• Exercise requirements
Count the lines in the entries below that contain the word "target", and reply with that number alone.
══ Record list
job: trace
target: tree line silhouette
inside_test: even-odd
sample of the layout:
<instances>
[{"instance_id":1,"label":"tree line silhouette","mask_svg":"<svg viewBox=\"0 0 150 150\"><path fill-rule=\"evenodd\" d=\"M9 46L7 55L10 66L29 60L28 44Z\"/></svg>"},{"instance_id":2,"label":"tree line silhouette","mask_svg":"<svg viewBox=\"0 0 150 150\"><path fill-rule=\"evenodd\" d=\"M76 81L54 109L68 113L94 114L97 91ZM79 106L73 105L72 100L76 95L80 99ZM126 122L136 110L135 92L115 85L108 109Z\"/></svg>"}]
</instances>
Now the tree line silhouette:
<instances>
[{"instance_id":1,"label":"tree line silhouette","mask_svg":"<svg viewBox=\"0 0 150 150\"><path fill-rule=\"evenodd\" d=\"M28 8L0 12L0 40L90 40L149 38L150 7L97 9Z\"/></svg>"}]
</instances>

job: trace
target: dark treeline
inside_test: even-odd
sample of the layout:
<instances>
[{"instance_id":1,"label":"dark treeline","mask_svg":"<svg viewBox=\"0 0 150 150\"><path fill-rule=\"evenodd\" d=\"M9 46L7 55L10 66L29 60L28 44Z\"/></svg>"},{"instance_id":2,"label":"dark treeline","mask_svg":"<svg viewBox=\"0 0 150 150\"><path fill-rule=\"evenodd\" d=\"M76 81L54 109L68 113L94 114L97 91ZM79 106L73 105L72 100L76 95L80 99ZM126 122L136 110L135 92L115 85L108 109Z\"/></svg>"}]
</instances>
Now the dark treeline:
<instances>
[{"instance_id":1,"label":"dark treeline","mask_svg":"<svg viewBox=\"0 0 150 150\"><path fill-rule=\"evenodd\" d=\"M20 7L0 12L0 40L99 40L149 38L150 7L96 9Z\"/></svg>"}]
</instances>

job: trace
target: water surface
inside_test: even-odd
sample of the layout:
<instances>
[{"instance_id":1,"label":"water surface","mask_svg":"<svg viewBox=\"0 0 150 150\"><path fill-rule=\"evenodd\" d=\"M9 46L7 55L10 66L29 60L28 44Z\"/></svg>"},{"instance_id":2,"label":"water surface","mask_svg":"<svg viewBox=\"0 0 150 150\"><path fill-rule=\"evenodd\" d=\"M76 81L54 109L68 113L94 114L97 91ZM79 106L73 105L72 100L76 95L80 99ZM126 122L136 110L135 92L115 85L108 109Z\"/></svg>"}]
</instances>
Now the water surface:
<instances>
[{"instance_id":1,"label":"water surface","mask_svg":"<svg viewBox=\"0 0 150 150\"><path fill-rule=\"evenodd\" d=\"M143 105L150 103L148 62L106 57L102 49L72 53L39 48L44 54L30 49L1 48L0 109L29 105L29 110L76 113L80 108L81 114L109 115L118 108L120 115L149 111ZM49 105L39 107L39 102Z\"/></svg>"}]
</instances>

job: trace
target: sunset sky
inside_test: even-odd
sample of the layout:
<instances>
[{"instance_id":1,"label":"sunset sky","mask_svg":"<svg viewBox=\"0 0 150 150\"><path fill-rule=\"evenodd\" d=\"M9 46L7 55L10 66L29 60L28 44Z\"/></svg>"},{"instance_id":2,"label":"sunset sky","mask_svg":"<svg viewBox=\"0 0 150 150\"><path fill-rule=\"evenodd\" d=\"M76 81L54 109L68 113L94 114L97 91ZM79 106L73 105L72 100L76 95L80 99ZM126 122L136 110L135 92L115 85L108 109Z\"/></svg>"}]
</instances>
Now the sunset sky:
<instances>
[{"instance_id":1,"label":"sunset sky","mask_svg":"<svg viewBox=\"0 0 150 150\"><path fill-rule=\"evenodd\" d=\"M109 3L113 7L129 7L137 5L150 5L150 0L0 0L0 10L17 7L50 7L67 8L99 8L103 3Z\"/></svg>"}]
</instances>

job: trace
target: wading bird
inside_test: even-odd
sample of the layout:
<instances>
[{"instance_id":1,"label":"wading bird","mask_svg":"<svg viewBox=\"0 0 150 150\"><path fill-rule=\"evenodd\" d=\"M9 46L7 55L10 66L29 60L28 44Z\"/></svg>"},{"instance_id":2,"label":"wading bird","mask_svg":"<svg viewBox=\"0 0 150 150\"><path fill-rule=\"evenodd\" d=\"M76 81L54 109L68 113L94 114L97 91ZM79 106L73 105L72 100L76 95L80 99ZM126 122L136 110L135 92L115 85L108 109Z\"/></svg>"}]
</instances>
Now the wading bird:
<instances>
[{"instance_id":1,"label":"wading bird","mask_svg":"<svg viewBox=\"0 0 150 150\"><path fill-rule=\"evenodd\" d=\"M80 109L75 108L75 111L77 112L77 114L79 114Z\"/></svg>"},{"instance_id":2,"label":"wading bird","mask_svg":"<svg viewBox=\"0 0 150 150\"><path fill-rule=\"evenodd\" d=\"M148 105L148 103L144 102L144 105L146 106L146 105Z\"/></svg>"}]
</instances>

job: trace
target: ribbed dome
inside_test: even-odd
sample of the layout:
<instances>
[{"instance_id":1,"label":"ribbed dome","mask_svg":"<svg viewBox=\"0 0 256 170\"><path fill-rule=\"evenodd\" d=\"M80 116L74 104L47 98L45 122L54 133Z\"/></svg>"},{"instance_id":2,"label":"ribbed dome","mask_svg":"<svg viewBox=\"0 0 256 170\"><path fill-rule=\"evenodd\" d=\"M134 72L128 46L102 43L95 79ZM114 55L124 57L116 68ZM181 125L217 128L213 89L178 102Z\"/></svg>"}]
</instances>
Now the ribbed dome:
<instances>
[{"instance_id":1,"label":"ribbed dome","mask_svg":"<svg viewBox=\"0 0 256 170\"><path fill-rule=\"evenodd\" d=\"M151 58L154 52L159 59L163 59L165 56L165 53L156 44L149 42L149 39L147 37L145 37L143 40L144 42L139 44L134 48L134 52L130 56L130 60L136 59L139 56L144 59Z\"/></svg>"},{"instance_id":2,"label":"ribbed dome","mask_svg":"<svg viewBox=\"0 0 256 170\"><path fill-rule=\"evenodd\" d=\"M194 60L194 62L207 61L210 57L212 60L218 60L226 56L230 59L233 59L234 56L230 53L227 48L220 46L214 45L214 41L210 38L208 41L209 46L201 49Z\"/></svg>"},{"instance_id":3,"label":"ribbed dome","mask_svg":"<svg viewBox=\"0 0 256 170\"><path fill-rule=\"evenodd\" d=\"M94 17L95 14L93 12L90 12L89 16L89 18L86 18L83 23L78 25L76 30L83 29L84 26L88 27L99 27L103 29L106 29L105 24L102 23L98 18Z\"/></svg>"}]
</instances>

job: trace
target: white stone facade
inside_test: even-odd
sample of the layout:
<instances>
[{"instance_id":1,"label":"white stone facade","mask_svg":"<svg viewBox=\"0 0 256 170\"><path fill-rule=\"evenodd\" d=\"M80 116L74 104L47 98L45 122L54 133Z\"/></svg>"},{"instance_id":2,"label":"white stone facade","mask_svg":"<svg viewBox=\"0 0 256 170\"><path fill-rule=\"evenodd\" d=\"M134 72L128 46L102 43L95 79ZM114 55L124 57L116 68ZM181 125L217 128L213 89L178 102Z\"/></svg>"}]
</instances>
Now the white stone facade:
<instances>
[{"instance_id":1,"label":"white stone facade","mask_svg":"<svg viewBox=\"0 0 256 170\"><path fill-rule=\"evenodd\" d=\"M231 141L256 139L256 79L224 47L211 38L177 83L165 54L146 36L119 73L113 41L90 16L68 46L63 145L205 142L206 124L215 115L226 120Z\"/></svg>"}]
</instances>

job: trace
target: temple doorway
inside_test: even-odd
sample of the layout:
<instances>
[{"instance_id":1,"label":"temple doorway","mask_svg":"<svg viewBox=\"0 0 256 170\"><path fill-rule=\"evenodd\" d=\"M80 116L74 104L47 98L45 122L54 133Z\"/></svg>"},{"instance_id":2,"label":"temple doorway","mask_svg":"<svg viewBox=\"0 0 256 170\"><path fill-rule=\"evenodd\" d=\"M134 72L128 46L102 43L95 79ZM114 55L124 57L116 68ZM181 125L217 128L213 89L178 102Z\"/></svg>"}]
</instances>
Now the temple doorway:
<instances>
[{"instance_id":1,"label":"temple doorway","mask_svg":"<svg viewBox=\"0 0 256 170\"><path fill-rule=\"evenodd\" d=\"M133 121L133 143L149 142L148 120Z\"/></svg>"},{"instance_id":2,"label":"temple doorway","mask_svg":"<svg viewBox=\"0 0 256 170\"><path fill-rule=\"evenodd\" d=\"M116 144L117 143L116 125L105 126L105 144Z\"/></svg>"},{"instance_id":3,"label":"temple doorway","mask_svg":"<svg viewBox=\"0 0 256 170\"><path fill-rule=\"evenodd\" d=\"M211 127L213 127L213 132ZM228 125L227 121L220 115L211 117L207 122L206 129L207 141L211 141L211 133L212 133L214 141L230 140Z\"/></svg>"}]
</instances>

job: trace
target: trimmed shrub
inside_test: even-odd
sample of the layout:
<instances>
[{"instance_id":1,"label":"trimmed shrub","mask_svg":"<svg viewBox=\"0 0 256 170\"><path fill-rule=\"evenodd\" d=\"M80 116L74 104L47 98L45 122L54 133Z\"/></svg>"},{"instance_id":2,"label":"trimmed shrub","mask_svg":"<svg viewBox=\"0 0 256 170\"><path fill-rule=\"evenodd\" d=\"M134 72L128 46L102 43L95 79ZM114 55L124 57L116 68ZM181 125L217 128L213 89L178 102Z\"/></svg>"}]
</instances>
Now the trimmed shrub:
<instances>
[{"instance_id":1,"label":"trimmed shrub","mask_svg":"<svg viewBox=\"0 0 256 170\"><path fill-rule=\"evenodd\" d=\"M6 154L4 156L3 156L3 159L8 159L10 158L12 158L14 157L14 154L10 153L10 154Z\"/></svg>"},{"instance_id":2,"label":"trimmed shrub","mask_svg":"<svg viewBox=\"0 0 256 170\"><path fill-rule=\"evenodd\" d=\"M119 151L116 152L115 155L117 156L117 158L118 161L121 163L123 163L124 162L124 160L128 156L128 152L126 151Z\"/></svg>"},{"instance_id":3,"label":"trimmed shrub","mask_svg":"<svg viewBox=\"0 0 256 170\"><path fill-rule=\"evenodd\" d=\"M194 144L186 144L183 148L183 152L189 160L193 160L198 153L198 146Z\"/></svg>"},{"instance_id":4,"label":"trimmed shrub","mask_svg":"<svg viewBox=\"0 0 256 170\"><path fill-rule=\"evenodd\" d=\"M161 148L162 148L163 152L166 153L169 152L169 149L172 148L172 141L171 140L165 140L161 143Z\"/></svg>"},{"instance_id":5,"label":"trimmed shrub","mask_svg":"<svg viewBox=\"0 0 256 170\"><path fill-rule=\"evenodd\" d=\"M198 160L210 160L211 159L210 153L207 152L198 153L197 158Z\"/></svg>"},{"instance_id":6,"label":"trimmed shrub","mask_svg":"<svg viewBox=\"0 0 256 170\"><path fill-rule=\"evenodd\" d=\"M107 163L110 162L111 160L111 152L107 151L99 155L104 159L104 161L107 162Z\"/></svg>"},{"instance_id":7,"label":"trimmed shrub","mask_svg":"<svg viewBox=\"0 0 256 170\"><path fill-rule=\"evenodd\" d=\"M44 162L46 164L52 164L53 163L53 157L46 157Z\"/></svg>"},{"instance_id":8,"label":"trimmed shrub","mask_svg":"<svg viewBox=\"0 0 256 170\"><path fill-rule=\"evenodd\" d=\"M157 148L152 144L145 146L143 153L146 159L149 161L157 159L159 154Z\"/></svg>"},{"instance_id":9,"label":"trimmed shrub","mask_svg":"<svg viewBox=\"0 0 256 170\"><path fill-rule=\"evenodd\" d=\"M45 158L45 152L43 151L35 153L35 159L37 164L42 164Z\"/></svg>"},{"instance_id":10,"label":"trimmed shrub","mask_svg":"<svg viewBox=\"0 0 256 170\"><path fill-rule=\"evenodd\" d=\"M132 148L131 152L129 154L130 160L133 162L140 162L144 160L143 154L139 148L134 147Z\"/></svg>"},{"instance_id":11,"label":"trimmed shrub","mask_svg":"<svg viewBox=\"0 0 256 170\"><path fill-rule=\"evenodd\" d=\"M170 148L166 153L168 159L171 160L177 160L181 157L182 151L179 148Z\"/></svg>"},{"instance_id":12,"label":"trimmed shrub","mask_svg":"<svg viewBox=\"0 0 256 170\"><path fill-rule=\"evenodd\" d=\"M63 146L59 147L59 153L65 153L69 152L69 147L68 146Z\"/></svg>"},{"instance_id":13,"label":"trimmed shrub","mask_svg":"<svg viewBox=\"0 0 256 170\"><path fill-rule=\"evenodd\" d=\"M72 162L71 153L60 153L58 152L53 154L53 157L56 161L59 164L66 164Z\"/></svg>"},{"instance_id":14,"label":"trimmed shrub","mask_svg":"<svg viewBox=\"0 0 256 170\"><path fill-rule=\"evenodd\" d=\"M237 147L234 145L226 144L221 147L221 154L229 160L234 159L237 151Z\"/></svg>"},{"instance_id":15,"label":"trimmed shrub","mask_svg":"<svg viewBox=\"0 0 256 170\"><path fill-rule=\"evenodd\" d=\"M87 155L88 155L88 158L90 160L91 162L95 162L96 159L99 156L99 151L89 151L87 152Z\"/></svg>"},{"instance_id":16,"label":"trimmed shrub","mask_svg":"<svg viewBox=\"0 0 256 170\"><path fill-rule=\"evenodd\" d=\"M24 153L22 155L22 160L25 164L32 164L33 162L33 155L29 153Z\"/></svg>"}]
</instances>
════
• Complete output
9